Source excerpt =>
This treatment turned the milk of Macgregor’s nature to bitterness, and it is not surprising, when the general condition of the country, and the ordinary strain of men’s ideas in that age are considered, that he sought in a wild and lawless way to right himself with his oppressors—above all with the Duke of Montrose. From the rough country round Ben Lomond, he could any night stoop upon his Grace’s Lowland farms, and make booty of meal and cattle. Strange to say, while thus setting the law at defiance, he obtained a certain steady amount of countenance and protection from both of the great Campbell chiefs, Argyle and Breadalbane. The government made an effort to impose a check upon his career by planting a little fort at Inversnaid;[450] but Rob Roy, nevertheless, continued in his lawless course of |1712.| life. On the side of Loch Lomond, near Inversnaid, there is a cave formed by a flexure in the stratification of the mountain: here Rob occasionally took refuge when hard pressed. It is curious to reflect that this strange exemplification of predatory life was realised in a not very remote part of our island, in the days when Addison and Pope were regaling the refined people of London with the productions of their genius. Rob is described as a short, robust man, with bushy hair and beard, and legs covered so thickly with red hair as to resemble those of a Highland bull. His cognomen ‘Roy’ expresses his ruddy complexion. It is admitted that, amidst his wild life, he was not without humanity or feeling for the unfortunate, and, what is perhaps more strange, that he was a sagacious and politic sort of person, who never would go into any quarrel or contention which was not likely to result in some practical benefit or advantage. It was probably owing to this cool temperament, that, though he mustered a body of clansmen for the Stuart cause in 1715, he yet stood neutral at the battle of Sheriffmuir, alike afraid to offend King James, on the one hand, and his patron, the Duke of Argyle, on the other.

Records provided =>
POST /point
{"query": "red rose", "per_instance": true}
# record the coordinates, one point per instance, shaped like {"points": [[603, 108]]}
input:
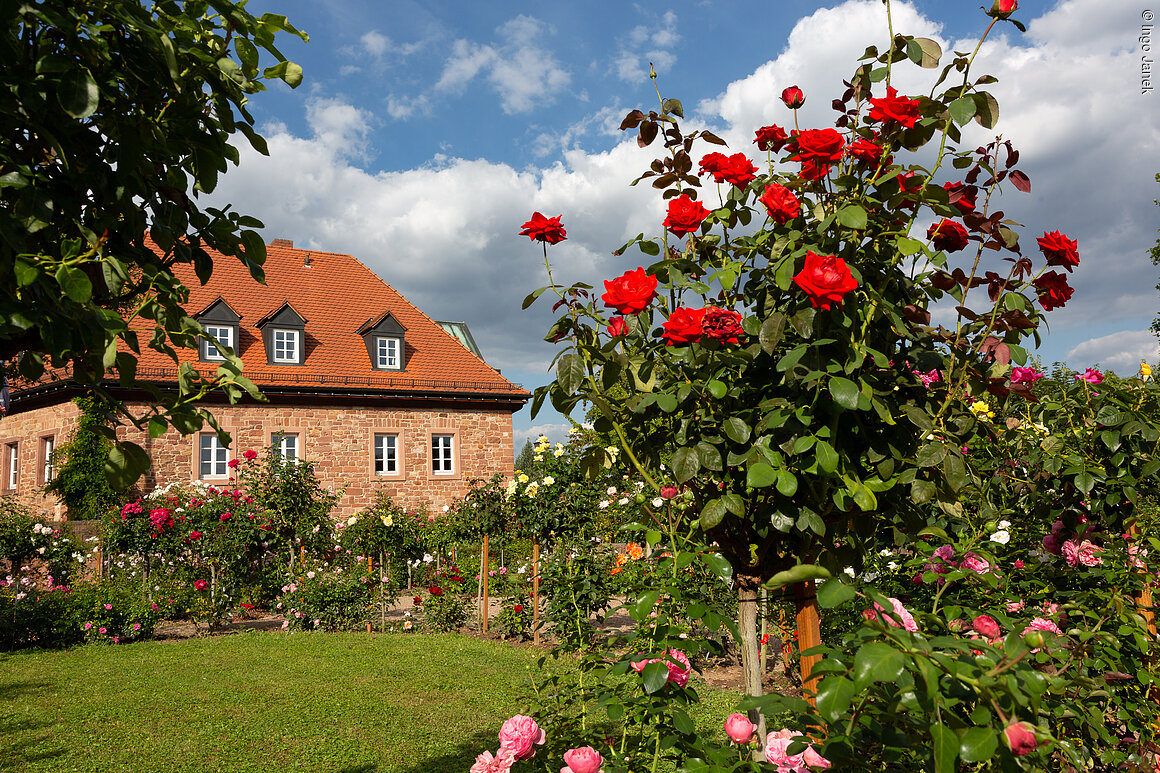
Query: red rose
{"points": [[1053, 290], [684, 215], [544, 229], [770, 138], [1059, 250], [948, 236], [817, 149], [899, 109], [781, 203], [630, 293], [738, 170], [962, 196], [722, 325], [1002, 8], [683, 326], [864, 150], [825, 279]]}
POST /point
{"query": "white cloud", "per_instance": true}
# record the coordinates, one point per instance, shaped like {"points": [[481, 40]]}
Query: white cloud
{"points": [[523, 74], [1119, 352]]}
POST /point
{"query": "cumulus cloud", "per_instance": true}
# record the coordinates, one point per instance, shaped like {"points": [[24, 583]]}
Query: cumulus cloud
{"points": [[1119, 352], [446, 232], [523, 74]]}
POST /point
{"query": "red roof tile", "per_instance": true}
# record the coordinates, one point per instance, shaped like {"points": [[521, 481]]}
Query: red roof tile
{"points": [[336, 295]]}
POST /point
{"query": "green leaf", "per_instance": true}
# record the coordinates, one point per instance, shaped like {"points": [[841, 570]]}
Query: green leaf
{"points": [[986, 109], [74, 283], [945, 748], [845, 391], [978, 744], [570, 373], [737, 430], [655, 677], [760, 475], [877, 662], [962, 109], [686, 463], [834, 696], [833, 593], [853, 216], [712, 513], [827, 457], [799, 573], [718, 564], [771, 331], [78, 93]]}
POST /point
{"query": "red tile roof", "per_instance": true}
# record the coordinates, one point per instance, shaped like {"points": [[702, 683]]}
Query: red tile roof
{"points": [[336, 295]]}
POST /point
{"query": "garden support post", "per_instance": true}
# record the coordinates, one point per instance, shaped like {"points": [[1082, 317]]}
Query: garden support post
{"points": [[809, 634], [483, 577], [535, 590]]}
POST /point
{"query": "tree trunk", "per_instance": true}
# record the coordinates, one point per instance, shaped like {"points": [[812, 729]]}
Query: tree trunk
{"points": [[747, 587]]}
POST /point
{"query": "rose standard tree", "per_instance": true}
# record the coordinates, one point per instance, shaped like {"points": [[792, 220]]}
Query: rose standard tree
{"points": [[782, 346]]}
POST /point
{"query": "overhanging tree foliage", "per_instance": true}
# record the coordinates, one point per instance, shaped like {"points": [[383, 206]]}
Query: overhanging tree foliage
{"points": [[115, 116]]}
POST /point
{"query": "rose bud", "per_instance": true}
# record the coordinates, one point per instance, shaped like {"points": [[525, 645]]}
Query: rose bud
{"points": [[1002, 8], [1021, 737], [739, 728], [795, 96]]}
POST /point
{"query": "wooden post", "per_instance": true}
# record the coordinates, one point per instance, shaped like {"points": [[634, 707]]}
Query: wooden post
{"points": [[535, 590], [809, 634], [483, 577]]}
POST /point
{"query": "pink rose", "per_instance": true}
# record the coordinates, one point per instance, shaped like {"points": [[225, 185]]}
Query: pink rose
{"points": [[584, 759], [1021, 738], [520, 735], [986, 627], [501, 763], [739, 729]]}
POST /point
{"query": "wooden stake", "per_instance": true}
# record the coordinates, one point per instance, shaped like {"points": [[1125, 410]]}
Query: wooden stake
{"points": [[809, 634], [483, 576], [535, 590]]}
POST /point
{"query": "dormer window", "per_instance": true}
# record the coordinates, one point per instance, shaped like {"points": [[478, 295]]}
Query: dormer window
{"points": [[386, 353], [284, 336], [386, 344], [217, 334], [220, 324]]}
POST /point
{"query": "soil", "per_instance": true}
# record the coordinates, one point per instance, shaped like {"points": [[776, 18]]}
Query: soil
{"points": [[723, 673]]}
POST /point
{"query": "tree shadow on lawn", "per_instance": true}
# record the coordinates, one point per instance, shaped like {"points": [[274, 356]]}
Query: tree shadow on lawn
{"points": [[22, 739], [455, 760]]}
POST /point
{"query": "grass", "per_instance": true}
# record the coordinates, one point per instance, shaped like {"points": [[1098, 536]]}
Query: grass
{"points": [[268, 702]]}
* * *
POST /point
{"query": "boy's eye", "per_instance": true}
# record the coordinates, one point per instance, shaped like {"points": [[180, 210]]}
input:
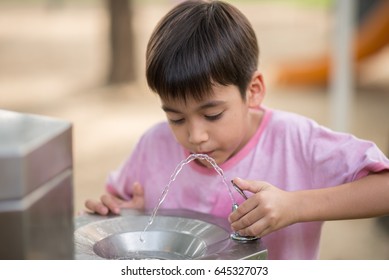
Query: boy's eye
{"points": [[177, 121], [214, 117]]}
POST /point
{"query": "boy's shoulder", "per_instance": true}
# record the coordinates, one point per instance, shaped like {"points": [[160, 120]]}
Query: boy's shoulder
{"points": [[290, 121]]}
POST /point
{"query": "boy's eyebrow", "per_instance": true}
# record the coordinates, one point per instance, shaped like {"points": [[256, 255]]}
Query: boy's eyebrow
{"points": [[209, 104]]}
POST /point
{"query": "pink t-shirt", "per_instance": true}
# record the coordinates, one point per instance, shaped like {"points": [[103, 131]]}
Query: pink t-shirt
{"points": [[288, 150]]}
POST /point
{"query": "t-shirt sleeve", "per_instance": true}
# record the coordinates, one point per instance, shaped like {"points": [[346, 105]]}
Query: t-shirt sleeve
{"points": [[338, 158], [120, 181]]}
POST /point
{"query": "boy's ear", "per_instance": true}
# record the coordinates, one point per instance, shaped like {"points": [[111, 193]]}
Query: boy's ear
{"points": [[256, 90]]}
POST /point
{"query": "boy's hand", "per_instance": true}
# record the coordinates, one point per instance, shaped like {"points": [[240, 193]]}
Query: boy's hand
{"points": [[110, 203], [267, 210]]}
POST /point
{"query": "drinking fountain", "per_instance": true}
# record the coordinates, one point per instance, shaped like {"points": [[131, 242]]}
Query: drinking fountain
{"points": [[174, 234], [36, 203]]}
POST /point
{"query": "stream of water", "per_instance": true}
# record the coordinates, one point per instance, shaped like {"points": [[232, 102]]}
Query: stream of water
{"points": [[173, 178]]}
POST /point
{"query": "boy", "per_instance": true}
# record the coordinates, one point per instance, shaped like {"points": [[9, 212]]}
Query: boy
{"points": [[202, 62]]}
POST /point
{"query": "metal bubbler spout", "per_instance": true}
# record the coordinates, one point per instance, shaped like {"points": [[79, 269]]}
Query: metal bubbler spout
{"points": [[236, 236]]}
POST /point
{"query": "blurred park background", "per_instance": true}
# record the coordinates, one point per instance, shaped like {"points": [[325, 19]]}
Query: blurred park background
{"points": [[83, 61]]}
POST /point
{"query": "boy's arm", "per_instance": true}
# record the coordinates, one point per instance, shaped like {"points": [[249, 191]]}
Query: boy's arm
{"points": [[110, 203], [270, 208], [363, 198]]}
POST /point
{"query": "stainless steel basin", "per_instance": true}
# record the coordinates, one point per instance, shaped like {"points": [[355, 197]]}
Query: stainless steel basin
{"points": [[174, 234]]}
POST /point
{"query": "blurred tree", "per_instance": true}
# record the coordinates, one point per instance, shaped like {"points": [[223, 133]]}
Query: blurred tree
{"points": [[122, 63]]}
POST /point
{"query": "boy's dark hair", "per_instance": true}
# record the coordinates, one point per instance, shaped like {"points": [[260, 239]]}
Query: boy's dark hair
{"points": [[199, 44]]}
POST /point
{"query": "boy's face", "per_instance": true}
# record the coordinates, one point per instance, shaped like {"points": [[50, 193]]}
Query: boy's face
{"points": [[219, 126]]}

Problems to work on =>
(A) In the passage about Rob Roy, why did he stay neutral at the battle of Sheriffmuir? Answer in one to three sentences.
(B) List every line of the records that contains the word "basin", paying attention to case.
The text and the records have nothing to do with each other.

Answers by task =>
(A) Rob Roy stayed neutral at Sheriffmuir because of his cool temperament. He was afraid to offend King James on one side and his patron, the Duke of Argyle, on the other. He did this even though he had gathered clansmen for the Stuart cause in 1715.

(B)
{"query": "stainless steel basin", "per_instance": true}
Query: stainless steel basin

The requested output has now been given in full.